(Text for analysis begins)
S Weinstein1, C Davatzikos2, J Doshi2, K Linn1, R Shinohara1

  1. Penn Statistics in Imaging and Visualization Center, Department of Biostatistics, Epidemiology, and Informatics, Perelman School of Medicine, University of Pennsylvania
  2. Center for Biomedical Image Computing and Analytics, Department of Radiology, Perelman School of Medicine, University of Pennsylvania

Abstract

In neuroimaging studies, multivariate methods provide a framework for studying associations between complex patterns distributed throughout the brain and neurological, psychiatric, and behavioral phenotypes. However, mitigating the influence of nuisance variables, such as confounders, remains a critical challenge in multivariate pattern analysis (MVPA). In studies of Alzheimer's Disease, for example, imbalance in disease rates across age and sex may make it difficult to distinguish between structural patterns in the brain (as measured by neuroimaging scans) attributable to disease progression and those characteristic of typical human aging or sex differences. Concerningly, when not properly adjusted for, nuisance variables can obscure interpretations and preclude the generalizability of findings from neuroimaging studies. Motivated by this critical issue, in this work we examine the impact of nuisance variables on features extracted from image decomposition methods and propose Penalized Decomposition Using Residuals (PeDecURe), a new MVPA method for obtaining nuisance variable-adjusted features. PeDecURe estimates primary directions of variation which maximize covariance between residualized imaging features and a variable of interest (e.g., Alzheimer's diagnosis) while simultaneously mitigating the influence of nuisance variation through a penalty on the covariance between residualized imaging features and those variables. Using features estimated using PeDecURe's first direction of variation, we train an accurate and generalizable predictive model, as evidenced by its robustness in testing samples with different underlying nuisance variable distributions. We compare PeDecURe to commonly used decomposition methods (principal component analysis (PCA) and partial least squares) as well as a confounder-adjusted variation of PCA. We find that features derived from PeDecURe offer greater accuracy and generalizability and lower partial correlations with nuisance variables compared with the other methods. While PeDecURe is primarily motivated by MVPA in the context of neuroimaging, it is broadly applicable to datasets where the dimensionality or complexity of the covariance structure calls for novel methods to handle sources of nuisance variation.
(Text for analysis ends)
(Extracted data begins)
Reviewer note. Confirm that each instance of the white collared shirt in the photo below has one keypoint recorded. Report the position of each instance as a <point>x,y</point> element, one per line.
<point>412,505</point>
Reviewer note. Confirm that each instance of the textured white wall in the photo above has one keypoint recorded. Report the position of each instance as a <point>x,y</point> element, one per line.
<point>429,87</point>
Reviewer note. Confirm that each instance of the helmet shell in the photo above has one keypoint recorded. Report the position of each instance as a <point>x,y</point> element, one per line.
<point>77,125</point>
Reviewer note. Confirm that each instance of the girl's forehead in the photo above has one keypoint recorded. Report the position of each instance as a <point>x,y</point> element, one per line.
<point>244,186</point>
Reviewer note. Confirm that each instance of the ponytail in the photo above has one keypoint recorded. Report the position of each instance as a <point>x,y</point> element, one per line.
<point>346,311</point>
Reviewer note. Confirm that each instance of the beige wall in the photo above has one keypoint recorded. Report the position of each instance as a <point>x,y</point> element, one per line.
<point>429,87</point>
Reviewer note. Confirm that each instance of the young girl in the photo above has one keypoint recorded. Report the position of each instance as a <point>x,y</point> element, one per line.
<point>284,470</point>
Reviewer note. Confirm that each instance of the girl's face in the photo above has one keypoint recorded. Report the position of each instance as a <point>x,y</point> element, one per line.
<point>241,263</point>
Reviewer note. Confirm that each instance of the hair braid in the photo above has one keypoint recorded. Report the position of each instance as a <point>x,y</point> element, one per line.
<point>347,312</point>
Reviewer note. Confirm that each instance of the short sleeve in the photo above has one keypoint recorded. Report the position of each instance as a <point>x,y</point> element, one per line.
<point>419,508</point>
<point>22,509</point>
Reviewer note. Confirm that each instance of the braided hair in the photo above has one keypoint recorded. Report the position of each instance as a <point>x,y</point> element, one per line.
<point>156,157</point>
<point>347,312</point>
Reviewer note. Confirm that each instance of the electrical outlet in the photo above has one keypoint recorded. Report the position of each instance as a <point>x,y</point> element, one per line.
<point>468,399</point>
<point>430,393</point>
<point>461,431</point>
(Extracted data ends)
_Your instructions_
Please decide whether each statement below agrees with the PeDecURe abstract, answering yes or no and quoting the words of the abstract that decide it.
1. PeDecURe is compared with principal component analysis and partial least squares.
2. Features from PeDecURe show higher partial correlations with nuisance variables than the other methods.
3. PeDecURe is applicable only to neuroimaging data.

_Answer section_
1. Yes: "We compare PeDecURe to commonly used decomposition methods (principal component analysis (PCA) and partial least squares)"
2. No: "lower partial correlations with nuisance variables compared with the other methods"
3. No: "it is broadly applicable to datasets where the dimensionality or complexity of the covariance structure calls for novel methods to handle sources of nuisance variation"